## Work task 1
List every role that the publication highlight on Rift Valley fever virus sequencing attributes to genome sequencing.
## Work task 2
Continue the publication highlight on Rift Valley fever virus sequencing from its final sentence.

## Supplied passage

====================

Publication Highlight:  Targeted sequencing of Rift Valley fever virus (RVFV) on Oxford Nanopore MinION platform

A new study by our GenPath Africa colleagues Sam Oyola and John Juma from the International Livestock Research Institute (ILRI) provides a targeted sequencing approach of Rift Valley fever virus (RVFV) on the portable MinION platform and marks a significant innovation in RVFV genomic surveillance.

What is this publication about?

This study uses a targeted amplicon sequencing protocol, designed to recover complete RVFV genomes directly from clinical samples without the need for virus culture. Inspired by similar protocols used for sequencing SARS-CoV-2, the team designed a set of overlapping primers based on publicly available RVFV genomes. This method was successfully applied to outbreak samples collected from livestock, generating high-coverage viral genomes.

Why is this important?

RVFV is a high-priority pathogen due to its epidemic potential. Genome sequencing plays a critical role in tracking virus transmission, detecting mutations, and informing public health responses. However, traditional genome recovery techniques rely on culturing the virus in biosafety level 3 (BSL-3) laboratories - a resource many research institutions in endemic regions lack. By eliminating the need for virus cultivation, this new method greatly reduces turnaround time, enhances safety, and broadens the accessibility of genomic surveillance tools.

====================

## Stored entries

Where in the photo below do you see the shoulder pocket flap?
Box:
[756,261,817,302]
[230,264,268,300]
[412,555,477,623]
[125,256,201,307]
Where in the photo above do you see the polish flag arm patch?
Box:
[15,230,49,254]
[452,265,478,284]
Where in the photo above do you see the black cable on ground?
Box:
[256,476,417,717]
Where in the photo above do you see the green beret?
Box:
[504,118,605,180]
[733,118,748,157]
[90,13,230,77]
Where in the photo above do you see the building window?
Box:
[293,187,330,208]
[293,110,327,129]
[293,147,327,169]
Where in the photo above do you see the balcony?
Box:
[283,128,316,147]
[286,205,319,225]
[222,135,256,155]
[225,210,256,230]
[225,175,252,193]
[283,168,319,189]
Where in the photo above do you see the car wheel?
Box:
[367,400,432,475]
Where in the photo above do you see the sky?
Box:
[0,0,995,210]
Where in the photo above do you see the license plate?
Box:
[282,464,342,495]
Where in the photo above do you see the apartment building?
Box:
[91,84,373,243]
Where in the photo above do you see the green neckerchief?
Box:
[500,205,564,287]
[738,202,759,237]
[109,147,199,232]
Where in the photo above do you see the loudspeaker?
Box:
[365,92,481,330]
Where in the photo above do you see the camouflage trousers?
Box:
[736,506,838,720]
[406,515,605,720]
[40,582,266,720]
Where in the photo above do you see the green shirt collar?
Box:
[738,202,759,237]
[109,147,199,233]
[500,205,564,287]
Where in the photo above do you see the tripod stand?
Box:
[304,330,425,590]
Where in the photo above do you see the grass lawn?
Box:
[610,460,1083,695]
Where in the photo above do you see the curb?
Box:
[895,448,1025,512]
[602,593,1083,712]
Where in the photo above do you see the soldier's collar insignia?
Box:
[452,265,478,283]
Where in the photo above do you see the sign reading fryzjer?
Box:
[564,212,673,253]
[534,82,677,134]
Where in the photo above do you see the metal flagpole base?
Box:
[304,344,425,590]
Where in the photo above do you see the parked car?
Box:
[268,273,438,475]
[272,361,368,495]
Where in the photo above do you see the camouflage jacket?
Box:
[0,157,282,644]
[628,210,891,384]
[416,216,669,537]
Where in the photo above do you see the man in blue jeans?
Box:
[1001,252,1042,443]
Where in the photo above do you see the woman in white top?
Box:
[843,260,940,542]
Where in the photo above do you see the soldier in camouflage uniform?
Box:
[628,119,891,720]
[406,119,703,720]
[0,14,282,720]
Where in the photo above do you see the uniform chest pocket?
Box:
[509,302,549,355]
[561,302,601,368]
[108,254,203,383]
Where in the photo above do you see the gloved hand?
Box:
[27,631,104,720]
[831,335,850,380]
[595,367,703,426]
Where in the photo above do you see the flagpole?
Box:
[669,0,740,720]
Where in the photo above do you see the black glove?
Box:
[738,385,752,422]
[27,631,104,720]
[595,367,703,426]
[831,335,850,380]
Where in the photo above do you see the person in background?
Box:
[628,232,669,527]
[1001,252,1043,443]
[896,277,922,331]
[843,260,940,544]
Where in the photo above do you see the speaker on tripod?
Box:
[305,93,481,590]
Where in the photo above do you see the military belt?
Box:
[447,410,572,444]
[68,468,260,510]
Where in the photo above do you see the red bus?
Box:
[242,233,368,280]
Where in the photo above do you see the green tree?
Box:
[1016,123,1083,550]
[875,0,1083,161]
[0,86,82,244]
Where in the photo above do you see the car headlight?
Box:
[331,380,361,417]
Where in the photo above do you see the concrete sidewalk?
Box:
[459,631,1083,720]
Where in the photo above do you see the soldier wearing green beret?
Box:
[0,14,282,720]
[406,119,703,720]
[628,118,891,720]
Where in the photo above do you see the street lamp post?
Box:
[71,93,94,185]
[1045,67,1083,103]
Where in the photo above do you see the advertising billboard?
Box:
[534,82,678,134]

====================

## Exercise response 1
Tracking virus transmission; detecting mutations; informing public health responses.

## Exercise response 2
“Rift Valley fever is a zoonotic, climate-aggravated disease that poses serious threats to both public health and food security,” said Sam Oyola, lead scientist on the project. “Our method allows rapid sequencing of the virus genome in the field, without requiring high-containment laboratories.”

How can this make a difference?

This sequencing protocol, when combined with epidemiological data, can strengthen early warning systems and improve response strategies during RVF outbreaks. Its portability and adaptability make it especially valuable for resource-limited settings across Africa and beyond.

“This approach is a game-changer for outbreak response,” said John Juma, co-author of the study. “It allows us to bring genomics directly to the field, enabling near real-time monitoring of RVFV during outbreaks.”

John Juma, Samson Konongoi, Reuben Kimenji, Collins Muli, Paul Dobi, Shebbar Osiany, Edward Kiritu, Bernard Bett, Samuel Oyola, “Targeted sequencing of Rift Valley fever virus (RVFV) on Oxford Nanopore MinION platform.” Protocols.io, 28 April 2025. doi: 10.17504/protocols.io.rm7vz6y3xgx1/v1.